- PROBLEM DESCRIPTION
Transcribe the data underneath exactly, keeping every word in place.

Stored data entries:
+--
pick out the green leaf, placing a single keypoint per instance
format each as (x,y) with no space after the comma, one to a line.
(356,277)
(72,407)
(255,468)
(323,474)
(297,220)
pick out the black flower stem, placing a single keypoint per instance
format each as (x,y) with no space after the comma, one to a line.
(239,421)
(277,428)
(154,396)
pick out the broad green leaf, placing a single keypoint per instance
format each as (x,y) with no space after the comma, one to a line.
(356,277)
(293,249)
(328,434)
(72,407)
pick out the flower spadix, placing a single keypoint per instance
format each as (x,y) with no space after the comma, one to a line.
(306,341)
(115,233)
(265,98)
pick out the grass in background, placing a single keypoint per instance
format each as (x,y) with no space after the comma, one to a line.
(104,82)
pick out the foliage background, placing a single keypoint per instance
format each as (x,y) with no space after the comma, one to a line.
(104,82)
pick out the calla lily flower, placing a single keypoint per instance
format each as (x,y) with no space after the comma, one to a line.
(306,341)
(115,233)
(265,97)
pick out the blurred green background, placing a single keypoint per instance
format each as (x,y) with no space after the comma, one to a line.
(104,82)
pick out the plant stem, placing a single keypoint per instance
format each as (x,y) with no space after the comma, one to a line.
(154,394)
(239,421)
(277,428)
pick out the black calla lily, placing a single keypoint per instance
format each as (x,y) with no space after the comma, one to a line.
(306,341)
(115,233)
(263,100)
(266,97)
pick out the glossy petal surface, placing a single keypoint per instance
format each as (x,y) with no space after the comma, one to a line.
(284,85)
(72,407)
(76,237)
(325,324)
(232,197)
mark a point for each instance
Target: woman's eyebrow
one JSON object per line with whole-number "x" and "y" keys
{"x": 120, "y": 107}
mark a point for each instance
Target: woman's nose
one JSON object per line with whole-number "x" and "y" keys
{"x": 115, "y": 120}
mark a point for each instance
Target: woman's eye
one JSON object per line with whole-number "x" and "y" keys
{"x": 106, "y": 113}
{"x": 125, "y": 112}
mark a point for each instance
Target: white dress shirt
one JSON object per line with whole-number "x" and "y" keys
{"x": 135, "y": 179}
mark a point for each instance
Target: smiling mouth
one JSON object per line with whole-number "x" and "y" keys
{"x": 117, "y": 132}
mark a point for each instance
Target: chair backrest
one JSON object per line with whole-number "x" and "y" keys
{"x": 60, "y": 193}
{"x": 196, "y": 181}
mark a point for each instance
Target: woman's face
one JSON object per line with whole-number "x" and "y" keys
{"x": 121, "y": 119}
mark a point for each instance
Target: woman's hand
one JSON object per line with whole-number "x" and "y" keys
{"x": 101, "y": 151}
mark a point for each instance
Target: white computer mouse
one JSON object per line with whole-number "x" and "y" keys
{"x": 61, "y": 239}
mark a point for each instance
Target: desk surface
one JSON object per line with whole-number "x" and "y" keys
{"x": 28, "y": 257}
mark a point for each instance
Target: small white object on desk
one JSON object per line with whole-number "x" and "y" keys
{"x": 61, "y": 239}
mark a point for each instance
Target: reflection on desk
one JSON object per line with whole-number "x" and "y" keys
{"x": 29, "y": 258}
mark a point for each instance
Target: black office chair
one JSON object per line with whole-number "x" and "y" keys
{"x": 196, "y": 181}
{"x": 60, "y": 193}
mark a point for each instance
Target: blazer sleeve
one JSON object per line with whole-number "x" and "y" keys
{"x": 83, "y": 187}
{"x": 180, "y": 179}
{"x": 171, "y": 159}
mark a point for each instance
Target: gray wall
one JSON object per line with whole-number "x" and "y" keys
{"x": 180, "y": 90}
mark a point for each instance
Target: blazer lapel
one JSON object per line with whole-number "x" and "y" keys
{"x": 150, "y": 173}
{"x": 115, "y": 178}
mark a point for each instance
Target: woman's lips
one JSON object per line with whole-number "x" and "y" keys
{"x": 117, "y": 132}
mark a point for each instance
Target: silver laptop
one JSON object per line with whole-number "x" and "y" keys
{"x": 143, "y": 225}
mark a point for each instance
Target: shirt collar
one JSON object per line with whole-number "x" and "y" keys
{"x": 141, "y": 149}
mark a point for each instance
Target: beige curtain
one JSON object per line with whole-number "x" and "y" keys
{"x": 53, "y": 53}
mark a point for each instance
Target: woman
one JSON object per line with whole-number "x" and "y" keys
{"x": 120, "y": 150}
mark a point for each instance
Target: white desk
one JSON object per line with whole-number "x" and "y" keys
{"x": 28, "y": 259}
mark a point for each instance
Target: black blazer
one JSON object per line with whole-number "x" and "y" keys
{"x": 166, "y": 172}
+--
- ANSWER SECTION
pick out the green leaf, placing a single keypoint per instance
format each as (x,y) with no space after the comma, one to a line.
(356,277)
(72,407)
(255,468)
(323,474)
(297,220)
pick out the black flower stem, placing a single keypoint per instance
format each as (x,y) with no space after the comma, one to a line.
(239,421)
(277,428)
(154,396)
pick out the broad green leaf, placing a single keypoint per instance
format each as (x,y) with no space after the comma, one to a line.
(356,277)
(293,249)
(328,434)
(72,407)
pick out the flower spadix, placing a single keypoint per instance
format each as (x,y) with no space after the comma, one to a line.
(306,341)
(115,233)
(265,98)
pick out the grass in background, placing a single keypoint per instance
format each as (x,y) with no space after the comma, one to a line.
(104,82)
pick out the foliage background, placing a single keypoint per instance
format each as (x,y) with no space after the comma, one to a line.
(104,82)
pick out the calla lily flower, placing a single keypoint per instance
format each as (x,y) with no space after the comma, one to a line.
(306,341)
(115,233)
(265,97)
pick out the blurred green background, placing a single keypoint per instance
format each as (x,y) with no space after the comma, one to a line.
(104,82)
pick out the plant stem, placing a single keypoint per instance
format each as (x,y) with no space after the comma, one to a line.
(154,394)
(239,421)
(277,428)
pick out the black calla lily, placing a single keypoint per instance
format each as (x,y) with no space after the comma, one to a line.
(306,341)
(115,233)
(263,100)
(266,97)
pick out the glossy petal surface, placing a single keypoint per instance
format each as (x,y) with no space after the comma, one to a line.
(284,85)
(72,407)
(76,237)
(325,324)
(232,197)
mark a point for each instance
Target: woman's eyebrow
one JSON object per line with whole-number "x" and "y" keys
{"x": 120, "y": 107}
mark a point for each instance
Target: woman's nose
one JSON object per line with whole-number "x" and "y" keys
{"x": 115, "y": 120}
mark a point for each instance
Target: woman's eye
one JSON object per line with whole-number "x" and "y" keys
{"x": 106, "y": 113}
{"x": 125, "y": 112}
mark a point for each instance
Target: white dress shirt
one JSON object per line with whole-number "x" and "y" keys
{"x": 135, "y": 179}
mark a point for each instance
Target: smiling mouth
one JSON object per line with whole-number "x" and "y" keys
{"x": 117, "y": 132}
mark a point for each instance
Target: chair backrest
one JSON object per line with whole-number "x" and "y" keys
{"x": 60, "y": 193}
{"x": 196, "y": 181}
mark a point for each instance
Target: woman's face
one JSON object per line with whole-number "x" and "y" keys
{"x": 121, "y": 119}
mark a point for each instance
Target: woman's hand
one JSON object per line with whole-number "x" and "y" keys
{"x": 101, "y": 151}
mark a point for each instance
Target: white computer mouse
one JSON object per line with whole-number "x" and "y" keys
{"x": 61, "y": 239}
mark a point for each instance
Target: desk surface
one JSON object per line with whole-number "x" and "y" keys
{"x": 28, "y": 257}
mark a point for each instance
Target: small white object on desk
one JSON object per line with whole-number "x" and "y" keys
{"x": 61, "y": 239}
mark a point for each instance
Target: reflection on desk
one JSON object per line with whole-number "x" and "y" keys
{"x": 29, "y": 258}
mark a point for each instance
Target: black office chair
one JSON object per line with whole-number "x" and "y" keys
{"x": 196, "y": 181}
{"x": 60, "y": 193}
mark a point for each instance
Target: blazer sleeve
one JSON object per line with whole-number "x" and "y" keys
{"x": 83, "y": 187}
{"x": 180, "y": 179}
{"x": 171, "y": 159}
mark a point for each instance
Target: gray wall
one JSON object per line with whole-number "x" and "y" keys
{"x": 180, "y": 90}
mark a point for each instance
Target: blazer lapel
one JSON object per line with whole-number "x" and "y" keys
{"x": 150, "y": 173}
{"x": 115, "y": 178}
mark a point for each instance
Target: woman's lips
one JSON object per line with whole-number "x" and "y" keys
{"x": 117, "y": 132}
mark a point for each instance
Target: silver laptop
one JSON object per line with whole-number "x" and "y" keys
{"x": 143, "y": 225}
mark a point for each instance
Target: shirt collar
one JSON object per line with whole-number "x" and "y" keys
{"x": 141, "y": 149}
mark a point for each instance
Target: beige curtain
one JSON object per line with whole-number "x" and "y" keys
{"x": 53, "y": 53}
mark a point for each instance
Target: woman
one JSON object per line with whole-number "x" and "y" keys
{"x": 120, "y": 150}
mark a point for each instance
Target: white desk
one JSON object per line with whole-number "x" and "y" keys
{"x": 28, "y": 259}
mark a point for each instance
Target: black blazer
one JSON object per line with whole-number "x" and "y" keys
{"x": 166, "y": 172}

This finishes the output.